%%

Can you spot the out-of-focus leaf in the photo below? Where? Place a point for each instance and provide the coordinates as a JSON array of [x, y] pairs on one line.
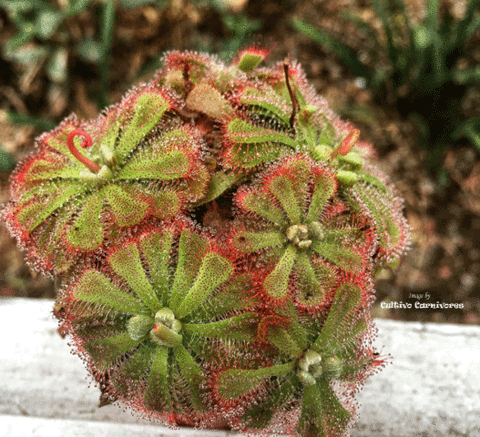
[[470, 129], [7, 162], [57, 66], [47, 23], [90, 50], [41, 124], [345, 53], [77, 6]]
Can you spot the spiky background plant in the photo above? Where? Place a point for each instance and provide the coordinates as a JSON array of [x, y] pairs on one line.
[[217, 235]]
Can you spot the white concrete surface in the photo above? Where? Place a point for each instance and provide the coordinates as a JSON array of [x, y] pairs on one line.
[[432, 389]]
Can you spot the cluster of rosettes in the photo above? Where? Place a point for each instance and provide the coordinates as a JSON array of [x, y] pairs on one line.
[[217, 233]]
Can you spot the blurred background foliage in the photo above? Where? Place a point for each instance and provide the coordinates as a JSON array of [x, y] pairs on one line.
[[407, 72]]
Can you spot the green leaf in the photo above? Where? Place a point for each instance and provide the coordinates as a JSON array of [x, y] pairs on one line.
[[242, 132], [261, 414], [157, 395], [148, 165], [312, 415], [282, 188], [233, 383], [191, 248], [259, 203], [35, 213], [340, 317], [248, 242], [7, 161], [282, 339], [127, 209], [126, 263], [276, 283], [86, 232], [324, 188], [241, 327], [95, 287], [156, 249], [76, 7], [235, 296], [192, 374], [219, 183], [249, 61], [148, 111], [106, 350], [214, 271], [47, 22], [135, 369]]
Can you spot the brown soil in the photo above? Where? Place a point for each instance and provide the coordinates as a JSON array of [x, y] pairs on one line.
[[444, 259]]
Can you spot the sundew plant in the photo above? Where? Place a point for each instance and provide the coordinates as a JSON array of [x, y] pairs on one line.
[[216, 234]]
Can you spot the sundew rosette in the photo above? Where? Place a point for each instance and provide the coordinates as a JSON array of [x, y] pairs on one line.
[[305, 386], [291, 219], [89, 183], [217, 233], [146, 317]]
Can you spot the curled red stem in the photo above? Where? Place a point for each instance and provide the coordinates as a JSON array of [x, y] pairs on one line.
[[87, 142], [293, 98]]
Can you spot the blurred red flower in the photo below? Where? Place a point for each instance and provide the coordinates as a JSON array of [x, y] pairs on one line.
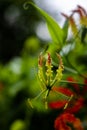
[[61, 122]]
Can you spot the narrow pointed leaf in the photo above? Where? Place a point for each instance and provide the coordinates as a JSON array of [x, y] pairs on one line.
[[54, 29]]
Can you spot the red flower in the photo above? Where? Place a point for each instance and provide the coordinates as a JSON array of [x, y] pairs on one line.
[[60, 103], [67, 118]]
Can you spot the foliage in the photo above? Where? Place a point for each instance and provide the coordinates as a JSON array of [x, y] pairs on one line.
[[57, 80]]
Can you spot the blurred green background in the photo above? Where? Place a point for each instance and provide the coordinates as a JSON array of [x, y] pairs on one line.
[[20, 45], [19, 50]]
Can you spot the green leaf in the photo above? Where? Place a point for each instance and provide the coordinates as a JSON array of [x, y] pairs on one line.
[[54, 29], [65, 29]]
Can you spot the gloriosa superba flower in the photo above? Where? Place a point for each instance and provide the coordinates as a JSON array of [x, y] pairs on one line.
[[47, 78]]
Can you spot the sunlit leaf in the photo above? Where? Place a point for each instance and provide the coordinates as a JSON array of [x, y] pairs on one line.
[[54, 29]]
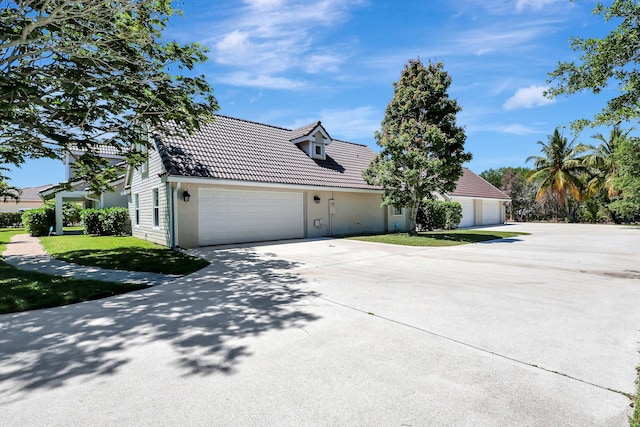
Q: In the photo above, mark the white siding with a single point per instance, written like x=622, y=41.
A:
x=143, y=185
x=468, y=211
x=491, y=212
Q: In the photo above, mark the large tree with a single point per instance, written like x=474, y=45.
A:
x=86, y=74
x=613, y=58
x=422, y=147
x=559, y=170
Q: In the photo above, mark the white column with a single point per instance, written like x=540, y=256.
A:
x=59, y=214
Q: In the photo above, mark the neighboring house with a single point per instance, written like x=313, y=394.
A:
x=29, y=199
x=482, y=203
x=238, y=181
x=79, y=191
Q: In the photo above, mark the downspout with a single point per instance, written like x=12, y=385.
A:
x=174, y=216
x=169, y=195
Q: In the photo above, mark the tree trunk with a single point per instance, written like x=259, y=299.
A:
x=413, y=215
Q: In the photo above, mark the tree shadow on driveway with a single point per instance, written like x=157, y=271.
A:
x=202, y=317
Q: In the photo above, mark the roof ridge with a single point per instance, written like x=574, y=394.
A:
x=349, y=142
x=253, y=122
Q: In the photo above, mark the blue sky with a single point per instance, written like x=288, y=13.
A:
x=292, y=62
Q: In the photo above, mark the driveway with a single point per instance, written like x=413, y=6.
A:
x=537, y=330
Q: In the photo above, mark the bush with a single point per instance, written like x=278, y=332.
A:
x=91, y=221
x=71, y=213
x=453, y=215
x=115, y=221
x=38, y=221
x=438, y=215
x=10, y=219
x=105, y=222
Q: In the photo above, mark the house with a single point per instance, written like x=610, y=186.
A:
x=78, y=192
x=482, y=203
x=29, y=199
x=239, y=181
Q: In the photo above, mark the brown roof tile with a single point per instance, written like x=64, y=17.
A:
x=236, y=149
x=472, y=185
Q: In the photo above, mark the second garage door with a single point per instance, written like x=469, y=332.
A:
x=235, y=216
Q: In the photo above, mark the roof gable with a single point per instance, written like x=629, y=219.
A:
x=240, y=150
x=472, y=185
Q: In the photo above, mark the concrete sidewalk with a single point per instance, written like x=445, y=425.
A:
x=26, y=253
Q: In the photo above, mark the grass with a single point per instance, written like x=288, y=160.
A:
x=439, y=238
x=121, y=253
x=27, y=290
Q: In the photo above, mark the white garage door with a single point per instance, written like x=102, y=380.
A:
x=468, y=218
x=491, y=212
x=235, y=216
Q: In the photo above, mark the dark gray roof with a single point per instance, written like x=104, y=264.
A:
x=472, y=185
x=240, y=150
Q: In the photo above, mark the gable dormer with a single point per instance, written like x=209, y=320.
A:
x=313, y=140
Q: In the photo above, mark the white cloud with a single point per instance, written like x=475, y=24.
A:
x=528, y=97
x=532, y=4
x=266, y=38
x=261, y=81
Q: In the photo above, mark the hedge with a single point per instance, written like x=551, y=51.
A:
x=105, y=222
x=439, y=215
x=10, y=219
x=37, y=222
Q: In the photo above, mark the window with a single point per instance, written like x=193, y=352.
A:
x=156, y=208
x=136, y=207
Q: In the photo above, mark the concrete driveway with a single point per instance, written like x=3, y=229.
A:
x=538, y=330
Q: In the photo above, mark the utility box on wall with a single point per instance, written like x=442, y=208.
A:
x=332, y=206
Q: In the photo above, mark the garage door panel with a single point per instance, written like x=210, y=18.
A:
x=247, y=216
x=491, y=212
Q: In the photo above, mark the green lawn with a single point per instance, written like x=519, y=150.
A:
x=121, y=253
x=25, y=290
x=439, y=238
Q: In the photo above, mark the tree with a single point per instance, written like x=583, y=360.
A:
x=85, y=74
x=601, y=162
x=422, y=148
x=559, y=170
x=611, y=58
x=627, y=156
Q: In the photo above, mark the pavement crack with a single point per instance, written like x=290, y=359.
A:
x=483, y=350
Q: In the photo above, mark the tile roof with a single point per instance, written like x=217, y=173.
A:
x=235, y=149
x=472, y=185
x=33, y=193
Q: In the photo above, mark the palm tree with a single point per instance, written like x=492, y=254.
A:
x=559, y=169
x=601, y=162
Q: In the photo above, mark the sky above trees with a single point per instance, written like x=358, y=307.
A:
x=289, y=63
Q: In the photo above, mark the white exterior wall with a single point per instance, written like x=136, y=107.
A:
x=355, y=212
x=143, y=185
x=114, y=198
x=12, y=206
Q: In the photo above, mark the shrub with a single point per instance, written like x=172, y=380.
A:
x=91, y=221
x=453, y=215
x=71, y=213
x=438, y=215
x=105, y=222
x=38, y=221
x=10, y=219
x=115, y=221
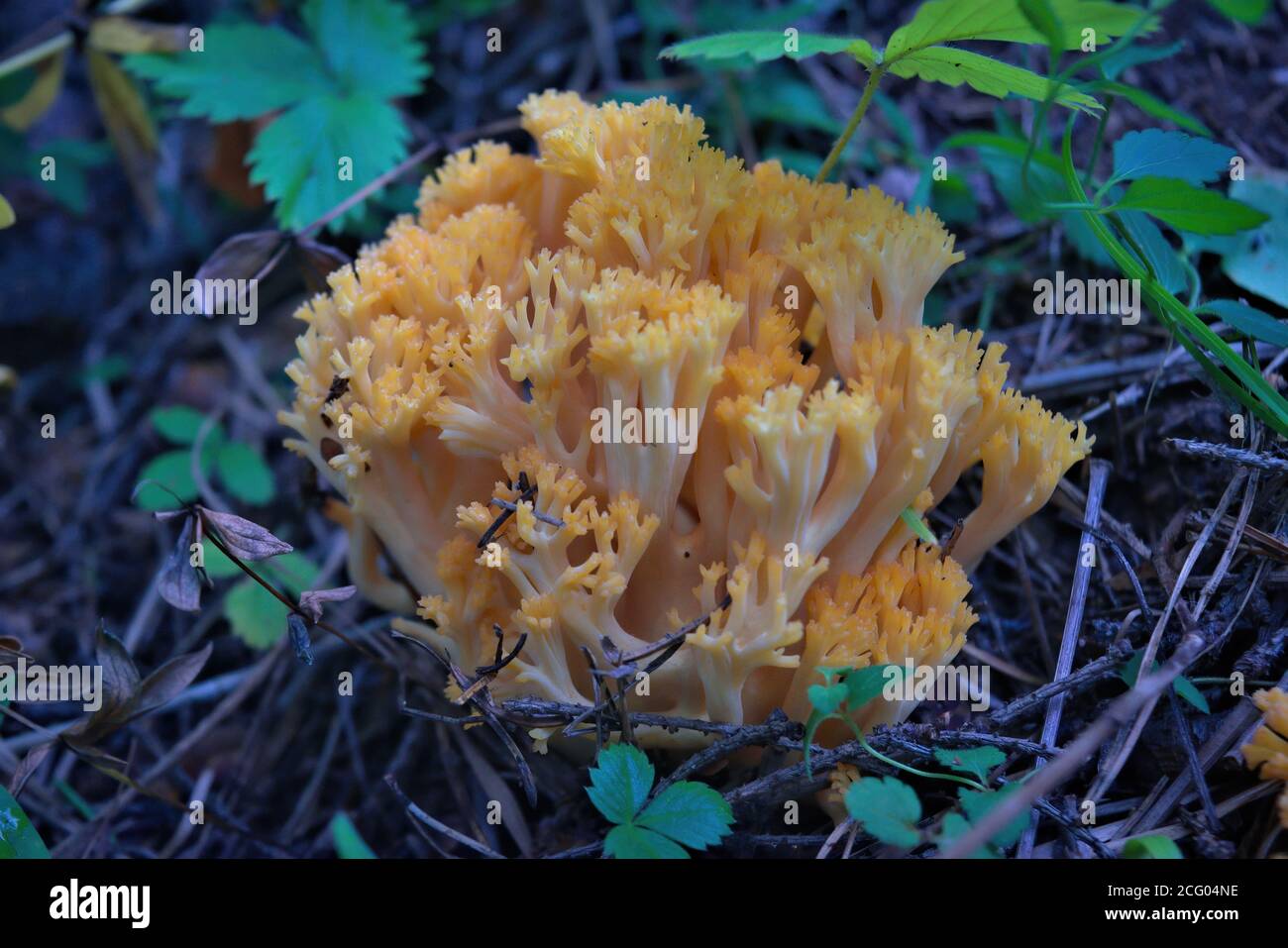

%%

Please count the lines in the records that hold the string "tile", and give the number alone.

2